** START Entries **

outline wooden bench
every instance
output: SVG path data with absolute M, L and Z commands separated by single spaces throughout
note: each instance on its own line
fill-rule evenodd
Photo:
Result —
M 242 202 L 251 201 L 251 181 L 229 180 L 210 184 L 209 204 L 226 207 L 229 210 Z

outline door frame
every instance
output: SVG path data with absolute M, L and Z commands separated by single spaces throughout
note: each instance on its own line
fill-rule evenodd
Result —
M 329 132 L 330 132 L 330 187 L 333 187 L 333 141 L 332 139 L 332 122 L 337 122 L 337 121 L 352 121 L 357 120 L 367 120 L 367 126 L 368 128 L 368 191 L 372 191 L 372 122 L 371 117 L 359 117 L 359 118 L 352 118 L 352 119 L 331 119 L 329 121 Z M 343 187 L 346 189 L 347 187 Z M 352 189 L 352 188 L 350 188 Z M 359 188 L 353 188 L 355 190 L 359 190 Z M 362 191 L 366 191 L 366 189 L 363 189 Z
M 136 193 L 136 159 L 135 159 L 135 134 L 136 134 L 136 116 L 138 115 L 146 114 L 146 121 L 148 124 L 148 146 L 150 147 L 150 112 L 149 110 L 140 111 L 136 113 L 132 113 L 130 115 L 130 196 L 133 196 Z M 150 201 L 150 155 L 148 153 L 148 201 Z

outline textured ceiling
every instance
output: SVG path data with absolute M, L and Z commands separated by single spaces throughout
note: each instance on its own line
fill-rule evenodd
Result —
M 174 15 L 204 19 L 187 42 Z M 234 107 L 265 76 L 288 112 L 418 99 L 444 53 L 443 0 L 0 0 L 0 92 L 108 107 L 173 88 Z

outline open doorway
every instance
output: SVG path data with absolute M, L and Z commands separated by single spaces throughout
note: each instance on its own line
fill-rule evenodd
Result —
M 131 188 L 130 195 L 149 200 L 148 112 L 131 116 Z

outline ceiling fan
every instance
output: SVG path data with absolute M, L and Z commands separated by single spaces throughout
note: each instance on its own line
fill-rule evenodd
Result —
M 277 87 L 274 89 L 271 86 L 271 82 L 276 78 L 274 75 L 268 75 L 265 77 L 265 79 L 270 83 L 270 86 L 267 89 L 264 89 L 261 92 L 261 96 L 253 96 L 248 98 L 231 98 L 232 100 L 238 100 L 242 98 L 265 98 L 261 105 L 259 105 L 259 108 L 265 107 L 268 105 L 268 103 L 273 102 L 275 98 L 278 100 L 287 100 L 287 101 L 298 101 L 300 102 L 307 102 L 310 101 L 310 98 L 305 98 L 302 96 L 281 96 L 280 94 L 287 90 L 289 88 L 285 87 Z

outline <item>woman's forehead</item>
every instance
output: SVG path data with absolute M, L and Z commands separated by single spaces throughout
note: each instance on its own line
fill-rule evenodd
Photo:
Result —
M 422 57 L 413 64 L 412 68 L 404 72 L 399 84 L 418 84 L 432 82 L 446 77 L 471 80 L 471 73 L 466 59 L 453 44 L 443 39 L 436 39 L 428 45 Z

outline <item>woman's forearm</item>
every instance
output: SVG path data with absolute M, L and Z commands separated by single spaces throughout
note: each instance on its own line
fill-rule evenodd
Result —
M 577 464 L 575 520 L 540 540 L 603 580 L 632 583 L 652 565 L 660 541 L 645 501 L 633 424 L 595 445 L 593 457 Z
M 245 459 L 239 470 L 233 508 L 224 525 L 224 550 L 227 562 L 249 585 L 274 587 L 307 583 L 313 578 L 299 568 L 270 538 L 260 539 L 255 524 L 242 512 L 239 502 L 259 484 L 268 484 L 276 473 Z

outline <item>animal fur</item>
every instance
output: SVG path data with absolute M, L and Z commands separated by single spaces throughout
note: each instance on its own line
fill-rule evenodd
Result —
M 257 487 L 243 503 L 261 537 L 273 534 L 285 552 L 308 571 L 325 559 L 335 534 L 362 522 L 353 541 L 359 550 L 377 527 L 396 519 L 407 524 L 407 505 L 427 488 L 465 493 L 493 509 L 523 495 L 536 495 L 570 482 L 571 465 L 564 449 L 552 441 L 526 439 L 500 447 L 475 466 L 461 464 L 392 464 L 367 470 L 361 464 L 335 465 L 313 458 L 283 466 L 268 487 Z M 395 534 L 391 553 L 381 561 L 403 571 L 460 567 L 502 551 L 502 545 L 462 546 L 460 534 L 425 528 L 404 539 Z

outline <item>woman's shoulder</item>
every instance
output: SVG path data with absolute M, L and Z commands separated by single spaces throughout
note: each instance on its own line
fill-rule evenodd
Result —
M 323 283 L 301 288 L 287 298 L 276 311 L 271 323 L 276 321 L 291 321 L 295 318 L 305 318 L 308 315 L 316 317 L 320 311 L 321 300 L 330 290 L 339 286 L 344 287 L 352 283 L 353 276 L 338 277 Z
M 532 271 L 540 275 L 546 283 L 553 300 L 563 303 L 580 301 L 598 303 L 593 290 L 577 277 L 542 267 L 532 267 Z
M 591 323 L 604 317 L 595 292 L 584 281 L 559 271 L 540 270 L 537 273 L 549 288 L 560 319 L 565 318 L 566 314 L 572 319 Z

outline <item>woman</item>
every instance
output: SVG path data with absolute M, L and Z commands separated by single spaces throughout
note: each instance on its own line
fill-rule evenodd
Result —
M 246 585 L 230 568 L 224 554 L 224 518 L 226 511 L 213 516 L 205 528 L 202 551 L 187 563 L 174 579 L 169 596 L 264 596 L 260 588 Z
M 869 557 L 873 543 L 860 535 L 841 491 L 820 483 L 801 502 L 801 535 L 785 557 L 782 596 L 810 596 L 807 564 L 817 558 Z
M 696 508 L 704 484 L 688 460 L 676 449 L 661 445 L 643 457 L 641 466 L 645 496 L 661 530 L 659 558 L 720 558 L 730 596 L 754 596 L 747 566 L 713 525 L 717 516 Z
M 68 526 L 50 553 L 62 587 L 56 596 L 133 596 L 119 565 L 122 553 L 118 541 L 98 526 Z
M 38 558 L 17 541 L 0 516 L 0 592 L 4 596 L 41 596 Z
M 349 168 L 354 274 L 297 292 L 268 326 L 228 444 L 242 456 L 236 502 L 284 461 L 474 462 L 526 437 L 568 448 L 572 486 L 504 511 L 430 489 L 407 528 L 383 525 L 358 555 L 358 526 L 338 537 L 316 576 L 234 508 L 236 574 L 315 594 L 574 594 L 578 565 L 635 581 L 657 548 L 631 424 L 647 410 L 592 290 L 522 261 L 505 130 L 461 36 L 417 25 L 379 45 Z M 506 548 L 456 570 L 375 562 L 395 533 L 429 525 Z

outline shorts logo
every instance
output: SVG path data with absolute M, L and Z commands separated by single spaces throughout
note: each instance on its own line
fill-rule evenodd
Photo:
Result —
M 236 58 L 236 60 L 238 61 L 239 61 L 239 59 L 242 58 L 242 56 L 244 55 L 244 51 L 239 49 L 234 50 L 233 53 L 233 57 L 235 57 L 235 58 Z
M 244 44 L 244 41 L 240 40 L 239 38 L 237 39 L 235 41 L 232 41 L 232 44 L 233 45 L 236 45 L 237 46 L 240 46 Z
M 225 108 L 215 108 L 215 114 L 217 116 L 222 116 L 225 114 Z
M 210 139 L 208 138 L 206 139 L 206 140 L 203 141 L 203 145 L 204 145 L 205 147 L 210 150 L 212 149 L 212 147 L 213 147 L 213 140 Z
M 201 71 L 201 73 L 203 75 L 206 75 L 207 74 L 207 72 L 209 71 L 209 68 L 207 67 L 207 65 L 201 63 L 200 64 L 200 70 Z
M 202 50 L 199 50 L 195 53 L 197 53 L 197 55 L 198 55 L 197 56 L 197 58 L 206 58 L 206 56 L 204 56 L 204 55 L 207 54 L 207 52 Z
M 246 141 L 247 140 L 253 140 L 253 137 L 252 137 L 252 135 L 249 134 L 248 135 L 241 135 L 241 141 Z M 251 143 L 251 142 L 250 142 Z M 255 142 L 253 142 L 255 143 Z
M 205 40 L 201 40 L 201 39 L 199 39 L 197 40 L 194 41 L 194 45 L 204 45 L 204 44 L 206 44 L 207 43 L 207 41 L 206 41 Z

** END Entries **

**Work to be completed**.
Turn the lines from the very start of the items through the line containing "M 242 202 L" into a numbered list, leaving out any blank lines.

**Solved problem**.
1. outline wooden bench
2. every instance
3. output: SVG path data with absolute M, L and Z commands separated by single spaces throughout
4. note: each instance on its own line
5. fill-rule evenodd
6. Photo:
7. Result —
8. M 242 202 L 251 201 L 251 181 L 229 180 L 210 184 L 209 204 L 226 207 L 229 210 Z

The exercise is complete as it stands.